### Dataset excerpt
···

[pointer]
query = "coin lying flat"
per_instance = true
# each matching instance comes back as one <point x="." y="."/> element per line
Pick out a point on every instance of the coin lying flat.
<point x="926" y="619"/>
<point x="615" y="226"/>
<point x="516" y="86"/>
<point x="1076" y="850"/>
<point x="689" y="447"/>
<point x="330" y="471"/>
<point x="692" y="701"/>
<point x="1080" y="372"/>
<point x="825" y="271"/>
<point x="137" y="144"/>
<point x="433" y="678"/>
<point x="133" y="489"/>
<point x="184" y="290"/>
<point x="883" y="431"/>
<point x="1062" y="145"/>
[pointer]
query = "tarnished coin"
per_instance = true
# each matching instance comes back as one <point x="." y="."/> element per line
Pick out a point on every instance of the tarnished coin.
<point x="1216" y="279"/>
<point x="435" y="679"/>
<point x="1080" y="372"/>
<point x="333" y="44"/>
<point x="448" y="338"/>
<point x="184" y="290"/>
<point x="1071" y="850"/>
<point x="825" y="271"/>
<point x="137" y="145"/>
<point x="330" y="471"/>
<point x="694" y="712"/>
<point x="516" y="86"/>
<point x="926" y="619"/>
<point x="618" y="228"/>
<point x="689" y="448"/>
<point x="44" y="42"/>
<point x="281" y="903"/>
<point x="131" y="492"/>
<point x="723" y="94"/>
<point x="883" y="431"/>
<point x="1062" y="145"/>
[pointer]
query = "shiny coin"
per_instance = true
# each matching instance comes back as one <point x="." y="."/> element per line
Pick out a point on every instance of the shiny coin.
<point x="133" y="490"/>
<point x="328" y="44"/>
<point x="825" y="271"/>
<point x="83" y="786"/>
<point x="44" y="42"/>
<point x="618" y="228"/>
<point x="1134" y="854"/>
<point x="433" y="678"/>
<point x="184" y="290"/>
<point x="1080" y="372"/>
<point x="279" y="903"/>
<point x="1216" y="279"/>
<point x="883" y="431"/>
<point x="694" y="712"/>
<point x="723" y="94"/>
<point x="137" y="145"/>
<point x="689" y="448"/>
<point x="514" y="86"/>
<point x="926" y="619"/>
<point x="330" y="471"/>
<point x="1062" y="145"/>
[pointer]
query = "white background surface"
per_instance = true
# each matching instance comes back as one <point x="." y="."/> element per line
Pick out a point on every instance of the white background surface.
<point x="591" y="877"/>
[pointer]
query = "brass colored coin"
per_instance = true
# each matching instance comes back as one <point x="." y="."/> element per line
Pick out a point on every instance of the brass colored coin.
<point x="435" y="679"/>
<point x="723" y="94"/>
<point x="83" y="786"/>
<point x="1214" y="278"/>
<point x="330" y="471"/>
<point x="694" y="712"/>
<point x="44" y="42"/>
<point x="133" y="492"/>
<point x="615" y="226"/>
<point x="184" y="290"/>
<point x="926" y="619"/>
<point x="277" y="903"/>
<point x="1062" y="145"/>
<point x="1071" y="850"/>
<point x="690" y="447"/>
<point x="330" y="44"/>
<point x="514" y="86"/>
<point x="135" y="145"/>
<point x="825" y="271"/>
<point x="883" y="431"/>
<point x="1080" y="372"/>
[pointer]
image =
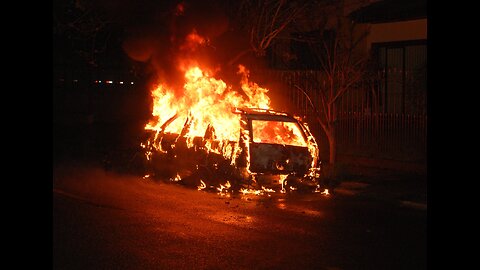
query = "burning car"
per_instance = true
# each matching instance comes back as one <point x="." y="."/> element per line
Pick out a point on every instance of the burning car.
<point x="268" y="150"/>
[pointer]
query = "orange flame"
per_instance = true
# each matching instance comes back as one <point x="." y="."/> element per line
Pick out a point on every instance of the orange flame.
<point x="206" y="102"/>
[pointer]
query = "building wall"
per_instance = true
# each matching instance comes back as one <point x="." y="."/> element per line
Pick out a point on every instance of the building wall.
<point x="397" y="31"/>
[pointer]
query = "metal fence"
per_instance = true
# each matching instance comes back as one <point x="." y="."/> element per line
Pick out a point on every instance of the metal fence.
<point x="364" y="127"/>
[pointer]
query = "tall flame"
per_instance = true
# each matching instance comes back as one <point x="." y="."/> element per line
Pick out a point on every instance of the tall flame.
<point x="206" y="101"/>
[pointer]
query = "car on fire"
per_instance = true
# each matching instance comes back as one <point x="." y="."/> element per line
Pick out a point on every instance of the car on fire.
<point x="274" y="150"/>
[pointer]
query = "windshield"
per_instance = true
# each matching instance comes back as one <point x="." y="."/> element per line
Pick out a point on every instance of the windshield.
<point x="277" y="132"/>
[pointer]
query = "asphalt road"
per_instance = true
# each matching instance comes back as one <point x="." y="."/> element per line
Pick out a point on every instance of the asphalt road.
<point x="103" y="220"/>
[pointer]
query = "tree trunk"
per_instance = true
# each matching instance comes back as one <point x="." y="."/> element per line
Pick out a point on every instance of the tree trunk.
<point x="330" y="170"/>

···

### Work to be completed
List each line in the data above that contains the word "tall".

### Problem solution
query = "tall flame"
Pick out a point on every instance of the tall flame.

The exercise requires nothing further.